Rows of box annotation data
-- start --

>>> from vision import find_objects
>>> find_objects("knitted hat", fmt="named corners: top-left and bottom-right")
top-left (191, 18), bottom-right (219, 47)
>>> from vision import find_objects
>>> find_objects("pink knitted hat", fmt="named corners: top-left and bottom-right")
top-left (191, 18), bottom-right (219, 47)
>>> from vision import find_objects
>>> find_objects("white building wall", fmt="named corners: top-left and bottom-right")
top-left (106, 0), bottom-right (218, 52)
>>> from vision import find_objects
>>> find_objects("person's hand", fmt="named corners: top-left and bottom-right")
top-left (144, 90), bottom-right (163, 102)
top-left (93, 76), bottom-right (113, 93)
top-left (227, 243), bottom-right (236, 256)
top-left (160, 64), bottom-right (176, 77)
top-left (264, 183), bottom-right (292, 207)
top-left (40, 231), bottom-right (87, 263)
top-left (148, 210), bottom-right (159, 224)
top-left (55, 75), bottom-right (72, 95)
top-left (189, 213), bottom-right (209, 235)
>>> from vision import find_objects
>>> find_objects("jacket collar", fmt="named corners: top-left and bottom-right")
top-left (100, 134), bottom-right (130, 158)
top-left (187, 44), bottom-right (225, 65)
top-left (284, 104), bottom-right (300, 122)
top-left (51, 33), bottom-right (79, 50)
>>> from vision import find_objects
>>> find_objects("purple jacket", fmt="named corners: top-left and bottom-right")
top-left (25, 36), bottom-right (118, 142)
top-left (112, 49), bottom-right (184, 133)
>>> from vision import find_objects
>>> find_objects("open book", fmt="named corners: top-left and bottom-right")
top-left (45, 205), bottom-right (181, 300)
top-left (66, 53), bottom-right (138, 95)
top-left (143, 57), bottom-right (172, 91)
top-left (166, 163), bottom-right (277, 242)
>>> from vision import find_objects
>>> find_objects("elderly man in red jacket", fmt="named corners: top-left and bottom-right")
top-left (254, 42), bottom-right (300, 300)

-- end --

Present every line of the entries above as a Markdown table with the columns Row and Line. Number each row and leave out blank lines.

| Row | Line |
|---|---|
| 1 | >>> from vision import find_objects |
| 2 | >>> find_objects("knitted hat", fmt="named corners: top-left and bottom-right") |
| 3 | top-left (191, 18), bottom-right (219, 47) |
| 4 | >>> from vision import find_objects |
| 5 | >>> find_objects("pink knitted hat", fmt="named corners: top-left and bottom-right") |
| 6 | top-left (191, 18), bottom-right (219, 47) |
| 7 | >>> from vision import find_objects |
| 8 | >>> find_objects("white building wall", fmt="named corners: top-left and bottom-right") |
| 9 | top-left (106, 0), bottom-right (218, 52) |
| 10 | >>> from vision import find_objects |
| 11 | >>> find_objects("person's hand", fmt="named corners: top-left and bottom-right") |
| 12 | top-left (144, 90), bottom-right (163, 102) |
| 13 | top-left (93, 76), bottom-right (113, 93) |
| 14 | top-left (227, 243), bottom-right (236, 256) |
| 15 | top-left (160, 64), bottom-right (176, 77) |
| 16 | top-left (264, 183), bottom-right (292, 207) |
| 17 | top-left (40, 231), bottom-right (87, 263) |
| 18 | top-left (148, 210), bottom-right (159, 224) |
| 19 | top-left (55, 75), bottom-right (72, 95) |
| 20 | top-left (189, 213), bottom-right (209, 235) |
| 21 | >>> from vision import find_objects |
| 22 | >>> find_objects("jacket collar", fmt="named corners: top-left and bottom-right") |
| 23 | top-left (100, 134), bottom-right (130, 158) |
| 24 | top-left (187, 44), bottom-right (225, 65) |
| 25 | top-left (284, 104), bottom-right (300, 122) |
| 26 | top-left (51, 33), bottom-right (79, 50) |
| 27 | >>> from vision import find_objects |
| 28 | >>> find_objects("purple jacket", fmt="named corners: top-left and bottom-right") |
| 29 | top-left (25, 36), bottom-right (118, 142) |
| 30 | top-left (112, 49), bottom-right (184, 133) |
| 31 | >>> from vision import find_objects |
| 32 | >>> find_objects("open book", fmt="named corners: top-left and bottom-right") |
| 33 | top-left (45, 205), bottom-right (181, 300) |
| 34 | top-left (66, 53), bottom-right (138, 95) |
| 35 | top-left (143, 57), bottom-right (172, 91) |
| 36 | top-left (166, 163), bottom-right (277, 242) |
| 37 | >>> from vision import find_objects |
| 38 | >>> find_objects("elderly man in red jacket", fmt="named corners: top-left and bottom-right") |
| 39 | top-left (254, 42), bottom-right (300, 300) |